(Object pointing dataset rows)
· · · · · · ·

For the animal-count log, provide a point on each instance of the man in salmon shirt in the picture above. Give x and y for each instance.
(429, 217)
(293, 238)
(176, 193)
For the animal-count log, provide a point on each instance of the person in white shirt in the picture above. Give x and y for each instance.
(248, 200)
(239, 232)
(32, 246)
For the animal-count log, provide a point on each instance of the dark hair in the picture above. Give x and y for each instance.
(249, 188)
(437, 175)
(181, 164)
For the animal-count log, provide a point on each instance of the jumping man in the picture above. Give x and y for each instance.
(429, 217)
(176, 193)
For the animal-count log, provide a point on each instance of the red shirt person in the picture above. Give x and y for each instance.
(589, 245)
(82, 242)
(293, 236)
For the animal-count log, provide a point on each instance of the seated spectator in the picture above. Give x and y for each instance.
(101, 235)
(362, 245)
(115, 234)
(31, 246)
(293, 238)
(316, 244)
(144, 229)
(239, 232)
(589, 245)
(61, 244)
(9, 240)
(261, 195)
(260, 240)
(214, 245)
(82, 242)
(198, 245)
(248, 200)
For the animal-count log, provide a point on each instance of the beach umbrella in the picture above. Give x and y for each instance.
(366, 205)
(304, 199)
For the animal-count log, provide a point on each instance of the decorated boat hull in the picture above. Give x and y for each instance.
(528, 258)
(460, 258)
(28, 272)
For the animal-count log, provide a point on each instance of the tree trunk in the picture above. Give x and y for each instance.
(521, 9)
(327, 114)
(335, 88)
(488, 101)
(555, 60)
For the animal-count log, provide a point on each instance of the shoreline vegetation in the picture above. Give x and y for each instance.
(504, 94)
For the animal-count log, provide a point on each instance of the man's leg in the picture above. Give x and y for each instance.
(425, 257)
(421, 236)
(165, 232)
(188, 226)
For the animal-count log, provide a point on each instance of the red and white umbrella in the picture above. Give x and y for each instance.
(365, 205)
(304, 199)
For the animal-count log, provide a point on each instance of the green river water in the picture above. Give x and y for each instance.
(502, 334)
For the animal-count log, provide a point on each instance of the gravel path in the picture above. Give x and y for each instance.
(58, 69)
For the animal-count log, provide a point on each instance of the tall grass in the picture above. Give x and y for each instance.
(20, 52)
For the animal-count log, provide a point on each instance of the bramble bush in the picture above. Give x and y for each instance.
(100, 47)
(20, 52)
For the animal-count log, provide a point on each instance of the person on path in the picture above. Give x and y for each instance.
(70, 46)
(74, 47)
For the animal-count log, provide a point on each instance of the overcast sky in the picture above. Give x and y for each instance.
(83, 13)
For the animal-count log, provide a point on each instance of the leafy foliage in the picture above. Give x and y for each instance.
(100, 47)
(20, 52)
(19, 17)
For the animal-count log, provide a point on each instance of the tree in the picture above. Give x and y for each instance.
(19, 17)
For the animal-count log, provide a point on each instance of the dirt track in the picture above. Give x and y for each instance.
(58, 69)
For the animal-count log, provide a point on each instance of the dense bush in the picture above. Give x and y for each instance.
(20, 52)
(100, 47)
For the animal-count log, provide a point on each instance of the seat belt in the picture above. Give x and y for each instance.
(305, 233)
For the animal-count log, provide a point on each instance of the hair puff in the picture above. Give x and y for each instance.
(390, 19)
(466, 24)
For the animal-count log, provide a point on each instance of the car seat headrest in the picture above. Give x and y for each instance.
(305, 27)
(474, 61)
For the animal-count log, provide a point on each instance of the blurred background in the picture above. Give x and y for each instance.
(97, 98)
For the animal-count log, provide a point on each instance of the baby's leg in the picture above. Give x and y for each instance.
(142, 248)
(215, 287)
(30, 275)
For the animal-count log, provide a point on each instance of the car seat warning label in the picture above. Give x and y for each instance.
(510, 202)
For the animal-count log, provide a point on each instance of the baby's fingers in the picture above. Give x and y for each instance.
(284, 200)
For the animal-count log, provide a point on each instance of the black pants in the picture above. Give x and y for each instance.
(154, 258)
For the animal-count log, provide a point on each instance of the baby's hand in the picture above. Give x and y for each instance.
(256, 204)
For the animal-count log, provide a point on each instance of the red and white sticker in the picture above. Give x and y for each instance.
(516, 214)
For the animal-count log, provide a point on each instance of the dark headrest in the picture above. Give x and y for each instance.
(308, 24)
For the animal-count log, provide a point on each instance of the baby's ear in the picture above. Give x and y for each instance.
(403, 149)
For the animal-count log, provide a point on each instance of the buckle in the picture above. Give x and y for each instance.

· · · · · · ·

§ Exercise requirements
Copy every line exactly. Leave nothing out.

§ The completed task
For the animal-count log, provide a point on each instance of the man in salmon shirt in the picture above. Give x and y for each instance.
(429, 217)
(293, 238)
(176, 193)
For the animal-count log, provide a point on each instance of the person in white shirt in the picture above. Give x and y for each instance.
(248, 200)
(239, 232)
(32, 246)
For the animal-count log, provide a point on each instance of the dark hair in the picture above. Give x and y for each instance.
(249, 188)
(437, 175)
(181, 164)
For the animal-count log, provide a point on each instance of the jumping man in the picture above. Give x and y for each instance.
(429, 217)
(176, 193)
For the animal-count log, provide a point on each instance of the red shirt person in the picture above. Give x and y for each instance.
(589, 245)
(82, 242)
(293, 236)
For the animal-count log, provide a point on each instance of the seated spectator in the picture above. Give x and y for each instance.
(101, 235)
(362, 245)
(115, 234)
(31, 246)
(293, 238)
(316, 244)
(144, 229)
(239, 232)
(589, 245)
(61, 244)
(9, 240)
(261, 195)
(260, 240)
(214, 245)
(82, 242)
(198, 245)
(248, 200)
For the animal-count log, provide a point on each instance of the beach umbrella in the picture above. Give x and y for each instance.
(366, 205)
(304, 199)
For the animal-count log, provide a point on each instance of the decorated boat hull in the picture above. Give x and y for each instance.
(528, 258)
(460, 258)
(28, 272)
For the animal-count log, provide a point on each instance of the tree trunk in the picture above. Give x and y for each instance.
(521, 9)
(327, 114)
(335, 88)
(488, 101)
(555, 60)
For the animal-count log, provide a point on each instance of the shoreline vegetation in the picture above. Give x and y for each instance.
(504, 94)
For the animal-count log, provide a point on each instance of the man's leg in the picture above. Give x and y for each instance.
(425, 257)
(421, 236)
(165, 232)
(188, 226)
For the animal-count log, provide a point on each instance of the red and white umbrella in the picture above. Give x and y for each instance.
(365, 205)
(304, 199)
For the animal-count log, provide a point on each instance of the green river water in the picture above. Give x and y for each instance.
(502, 334)
For the animal-count log, provide a point on each instance of the gravel path in the picture above. Give x and y for each instance.
(58, 69)
For the animal-count log, provide a point on each instance of the tall grass in the picture above. Give x and y for each instance.
(20, 52)
For the animal-count log, provide a point on each instance of the bramble bush in the picture above. Give x and y for each instance.
(100, 47)
(20, 52)
For the animal-count log, provide a point on each instance of the person on path in the picture above. Give x and y for each instance.
(70, 46)
(74, 47)
For the animal-count log, provide a point on each instance of the overcast sky in the picture above. Give x and y for each instance.
(83, 13)
For the animal-count log, provide a point on each instance of the leafy foliage in the picture above. Give x and y for each instance.
(100, 47)
(20, 52)
(19, 17)
For the animal-count log, provide a point on each instance of the tree in the picture above. Give x and y for each instance.
(19, 17)
For the animal-count log, provide a point on each instance of the dirt track in the picture above. Give x and y for each instance.
(58, 69)
For the animal-count log, provide a point on each instance of the dense bush in the picture above. Give x and y for each instance.
(20, 52)
(100, 47)
For the animal-count log, provide a point on each instance of the seat belt in the picture above. Give x and y for each instance.
(305, 233)
For the animal-count log, provide a point on each instance of the hair puff in the picture above. Give x and y for each instance.
(390, 19)
(466, 24)
For the animal-count log, provide a point on each instance of the car seat headrest in the picture above. Give x and y for each instance.
(305, 27)
(474, 61)
For the animal-count log, provide a point on each instance of the blurred background in the picture above. Give x and y for each instance.
(97, 98)
For the animal-count log, provide a point on each instance of the baby's leg in the picture above. Give x and y for each instance.
(142, 248)
(215, 287)
(30, 275)
For the animal-count log, provide a point on each instance of the car seat warning label in the picture above. Give x and y for each instance.
(510, 202)
For the animal-count log, provide a point on each instance of the baby's fingers in the picture above. Give x and y for each instance.
(284, 200)
For the animal-count log, provide a point on each instance of the black pants in the picture above. Give x and y for each instance.
(154, 258)
For the animal-count log, provide a point on each instance of the baby's hand in the picture above. Give x and y for each instance.
(256, 204)
For the animal-count log, provide a point on each instance of the red and white sticker in the picture above. Give x and y for each instance.
(516, 214)
For the animal-count log, provide a point on each instance of the dark headrest in the picture above. Give x and y for each instance.
(308, 24)
For the animal-count log, provide a point on each instance of the baby's ear in the picture above. Give x and y for each instance.
(403, 149)
For the animal-count log, provide a point on each instance of the buckle in the picture above. Give x and y for each instance.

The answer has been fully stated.